Task - Copy every one of the items below line for line, keeping each character unchanged.

Given information -
.....
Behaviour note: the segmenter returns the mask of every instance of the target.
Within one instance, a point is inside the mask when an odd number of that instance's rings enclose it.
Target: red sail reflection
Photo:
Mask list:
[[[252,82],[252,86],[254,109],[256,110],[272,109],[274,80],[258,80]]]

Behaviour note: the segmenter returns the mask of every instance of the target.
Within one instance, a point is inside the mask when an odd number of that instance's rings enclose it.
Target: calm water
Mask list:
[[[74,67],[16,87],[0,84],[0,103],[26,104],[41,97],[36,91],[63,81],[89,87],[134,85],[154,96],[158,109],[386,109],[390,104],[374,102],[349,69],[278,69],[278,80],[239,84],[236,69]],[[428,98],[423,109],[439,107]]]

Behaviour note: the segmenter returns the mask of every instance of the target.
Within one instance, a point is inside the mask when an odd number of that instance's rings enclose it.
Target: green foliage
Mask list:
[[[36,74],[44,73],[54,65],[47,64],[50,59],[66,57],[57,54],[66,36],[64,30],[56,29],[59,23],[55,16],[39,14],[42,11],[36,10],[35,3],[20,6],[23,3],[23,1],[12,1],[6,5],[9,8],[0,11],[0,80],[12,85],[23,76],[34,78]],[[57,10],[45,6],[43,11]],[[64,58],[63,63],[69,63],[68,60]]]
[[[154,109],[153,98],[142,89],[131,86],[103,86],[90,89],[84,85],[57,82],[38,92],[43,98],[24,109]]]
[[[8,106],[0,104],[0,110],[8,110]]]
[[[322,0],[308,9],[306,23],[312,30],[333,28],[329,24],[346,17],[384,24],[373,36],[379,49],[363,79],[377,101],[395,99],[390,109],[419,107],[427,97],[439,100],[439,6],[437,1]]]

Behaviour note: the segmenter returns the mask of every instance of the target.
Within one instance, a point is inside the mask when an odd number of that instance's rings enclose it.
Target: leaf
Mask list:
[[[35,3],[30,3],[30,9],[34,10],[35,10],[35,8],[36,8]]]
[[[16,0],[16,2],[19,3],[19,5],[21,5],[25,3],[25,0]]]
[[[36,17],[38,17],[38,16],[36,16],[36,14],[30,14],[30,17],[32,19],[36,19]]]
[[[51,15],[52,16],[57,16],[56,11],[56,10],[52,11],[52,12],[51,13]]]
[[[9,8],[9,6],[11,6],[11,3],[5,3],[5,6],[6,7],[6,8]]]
.....
Correct response -
Behaviour note: the segmenter returns the mask of every instance of the target.
Within one instance, a point is inside the mask when an odd number of that instance's rings enclose it.
Target: red sail reflection
Photo:
Mask list:
[[[252,82],[252,86],[254,109],[256,110],[272,109],[274,80],[258,80]]]

Behaviour note: the segmenter returns the mask of every instance of the target.
Within one instance, a point is inside the mask when an odd number of that instance's rings enclose it.
Target: calm water
Mask list:
[[[74,67],[16,87],[0,84],[0,103],[26,104],[41,97],[36,91],[63,81],[89,87],[134,85],[154,96],[158,109],[386,109],[390,104],[374,102],[349,69],[278,69],[278,80],[239,84],[236,69]],[[428,98],[423,109],[439,107]]]

Behaviour note: the segmenter returns the mask of every instance of the target.
Within one instance, a point is inside the mask when an odd number of that instance's rings enclose it.
Target: green foliage
Mask list:
[[[36,74],[44,73],[54,65],[47,64],[50,59],[66,57],[57,54],[66,36],[64,30],[56,29],[59,23],[55,16],[39,14],[42,11],[36,10],[35,3],[20,6],[23,3],[23,1],[12,1],[6,5],[9,8],[0,11],[0,80],[12,85],[23,76],[34,78]],[[57,10],[45,6],[43,11]],[[64,58],[63,63],[69,63],[68,60]]]
[[[154,109],[153,98],[142,89],[131,86],[103,86],[90,89],[84,85],[57,82],[38,92],[43,98],[24,109]]]
[[[8,106],[0,104],[0,110],[8,110]]]
[[[322,0],[308,9],[306,23],[312,30],[333,28],[329,24],[346,17],[384,24],[373,36],[379,49],[363,79],[377,101],[395,99],[390,109],[419,107],[427,97],[439,100],[439,6],[437,1]]]

Behaviour note: the segmenter returns the mask of every instance of the target.
Within one instance, a point is inside the mask when an odd number of that instance's rings enclose it.
Target: leaf
Mask list:
[[[35,3],[30,3],[30,9],[34,10],[35,10],[35,8],[36,8]]]
[[[16,0],[16,2],[19,3],[19,5],[21,5],[25,3],[25,0]]]
[[[36,17],[38,17],[38,16],[36,16],[36,14],[30,14],[30,17],[32,19],[36,19]]]
[[[51,15],[52,16],[57,16],[56,11],[56,10],[52,11],[52,12],[51,13]]]
[[[9,8],[9,6],[11,6],[11,3],[5,3],[5,6],[6,7],[6,8]]]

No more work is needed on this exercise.